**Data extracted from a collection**
%%

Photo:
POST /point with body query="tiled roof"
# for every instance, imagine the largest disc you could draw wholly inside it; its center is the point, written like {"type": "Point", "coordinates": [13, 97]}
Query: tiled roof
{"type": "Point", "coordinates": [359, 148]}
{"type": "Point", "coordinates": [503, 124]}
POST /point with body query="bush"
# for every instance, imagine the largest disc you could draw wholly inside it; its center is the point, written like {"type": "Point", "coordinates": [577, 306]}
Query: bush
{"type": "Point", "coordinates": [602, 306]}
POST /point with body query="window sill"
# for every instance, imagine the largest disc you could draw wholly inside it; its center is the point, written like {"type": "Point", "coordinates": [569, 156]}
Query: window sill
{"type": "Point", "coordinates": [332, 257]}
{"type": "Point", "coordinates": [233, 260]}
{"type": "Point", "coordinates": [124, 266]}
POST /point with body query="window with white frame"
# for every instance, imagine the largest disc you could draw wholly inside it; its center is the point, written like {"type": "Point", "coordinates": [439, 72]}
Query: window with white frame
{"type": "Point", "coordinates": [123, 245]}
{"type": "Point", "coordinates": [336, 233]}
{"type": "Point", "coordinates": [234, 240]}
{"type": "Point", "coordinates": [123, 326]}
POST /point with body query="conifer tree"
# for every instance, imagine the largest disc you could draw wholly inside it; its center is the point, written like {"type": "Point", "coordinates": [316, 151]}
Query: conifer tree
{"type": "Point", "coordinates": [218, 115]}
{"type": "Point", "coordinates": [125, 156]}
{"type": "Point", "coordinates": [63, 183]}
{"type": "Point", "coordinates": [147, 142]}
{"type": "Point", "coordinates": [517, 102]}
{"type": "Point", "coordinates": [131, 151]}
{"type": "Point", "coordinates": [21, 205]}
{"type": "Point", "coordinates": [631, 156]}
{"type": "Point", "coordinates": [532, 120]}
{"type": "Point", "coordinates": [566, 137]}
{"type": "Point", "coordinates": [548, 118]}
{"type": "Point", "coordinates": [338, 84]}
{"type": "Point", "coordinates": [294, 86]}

%%

**WHAT NEEDS TO BE DONE**
All of the data must be returned exactly.

**ANSWER**
Photo:
POST /point with body query="tiled roof"
# for every instance, imagine the largest disc you could draw wholly inside it; its center is the point, written like {"type": "Point", "coordinates": [13, 97]}
Query: tiled roof
{"type": "Point", "coordinates": [359, 148]}
{"type": "Point", "coordinates": [503, 124]}
POST /point with body query="bush"
# for every instance, imagine the largest disc you could draw wholly inside it; its center is the point, written like {"type": "Point", "coordinates": [577, 306]}
Query: bush
{"type": "Point", "coordinates": [602, 306]}
POST /point with body query="window sill"
# for every instance, imagine the largest disc you could draw wholly inside it; its center is the point, written like {"type": "Point", "coordinates": [569, 156]}
Query: window sill
{"type": "Point", "coordinates": [332, 257]}
{"type": "Point", "coordinates": [233, 260]}
{"type": "Point", "coordinates": [124, 266]}
POST /point with body query="window with white frame"
# for every instance, imagine the largest disc you could draw wholly inside it; its center is the point, written like {"type": "Point", "coordinates": [439, 72]}
Query: window with white frame
{"type": "Point", "coordinates": [123, 245]}
{"type": "Point", "coordinates": [336, 233]}
{"type": "Point", "coordinates": [234, 240]}
{"type": "Point", "coordinates": [123, 326]}
POST /point with body query="conifer tree"
# for every instance, imagine the largest disc you could draw wholly inside it; its center is the point, written like {"type": "Point", "coordinates": [316, 151]}
Query: conifer tree
{"type": "Point", "coordinates": [218, 115]}
{"type": "Point", "coordinates": [125, 156]}
{"type": "Point", "coordinates": [63, 183]}
{"type": "Point", "coordinates": [147, 142]}
{"type": "Point", "coordinates": [517, 102]}
{"type": "Point", "coordinates": [131, 151]}
{"type": "Point", "coordinates": [21, 205]}
{"type": "Point", "coordinates": [631, 156]}
{"type": "Point", "coordinates": [532, 120]}
{"type": "Point", "coordinates": [566, 137]}
{"type": "Point", "coordinates": [548, 118]}
{"type": "Point", "coordinates": [338, 84]}
{"type": "Point", "coordinates": [294, 86]}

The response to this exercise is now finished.